RECORDS FOR THE EXERCISE:
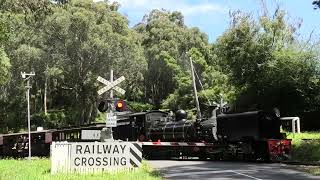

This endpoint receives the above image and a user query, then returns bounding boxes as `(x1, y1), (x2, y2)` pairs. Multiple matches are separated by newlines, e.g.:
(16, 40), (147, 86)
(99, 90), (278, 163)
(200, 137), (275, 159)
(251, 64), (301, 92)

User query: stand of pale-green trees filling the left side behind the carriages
(0, 0), (146, 131)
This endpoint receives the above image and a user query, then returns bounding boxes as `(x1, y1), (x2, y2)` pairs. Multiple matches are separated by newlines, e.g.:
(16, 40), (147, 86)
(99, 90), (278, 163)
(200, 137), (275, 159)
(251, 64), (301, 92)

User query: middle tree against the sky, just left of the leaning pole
(135, 10), (209, 108)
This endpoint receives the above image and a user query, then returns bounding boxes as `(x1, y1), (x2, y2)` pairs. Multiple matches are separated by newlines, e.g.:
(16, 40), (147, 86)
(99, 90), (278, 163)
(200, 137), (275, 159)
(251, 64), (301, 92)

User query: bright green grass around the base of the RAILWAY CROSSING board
(0, 159), (162, 180)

PROBLEM REQUIREMENTS:
Retype all entries exactly as they appear, dropping the images.

RESPONSE FOR THIS EXERCISE:
This endpoint receives the above image and a user query, then returns bounding boxes as `(x1, y1), (x2, y2)` pairs. Multiple matches are separated by newlines, e.g.:
(16, 40), (147, 86)
(99, 90), (278, 163)
(200, 137), (275, 159)
(251, 64), (301, 92)

User query: stand of pale-green trees filling the left side behind the carriages
(0, 0), (146, 131)
This endpoint receives the above image and a user query, then returns bounding boxes as `(x1, y1), (x2, y2)` pairs. Multiple matches are separated by newlines, e.g.:
(16, 40), (147, 86)
(99, 90), (278, 163)
(200, 137), (275, 159)
(251, 64), (301, 92)

User query: middle tree against the sky, just left of the leaning pole
(135, 10), (209, 108)
This endpoint receives the above image and a user query, then returns bounding boxes as `(x1, y1), (x2, y2)` pairs. Multiple matches are separated by newlines, e.g.:
(16, 40), (147, 86)
(99, 90), (278, 163)
(200, 137), (275, 159)
(251, 64), (301, 92)

User query: bright green grass around the base of the RAILWAY CROSSING board
(0, 159), (162, 180)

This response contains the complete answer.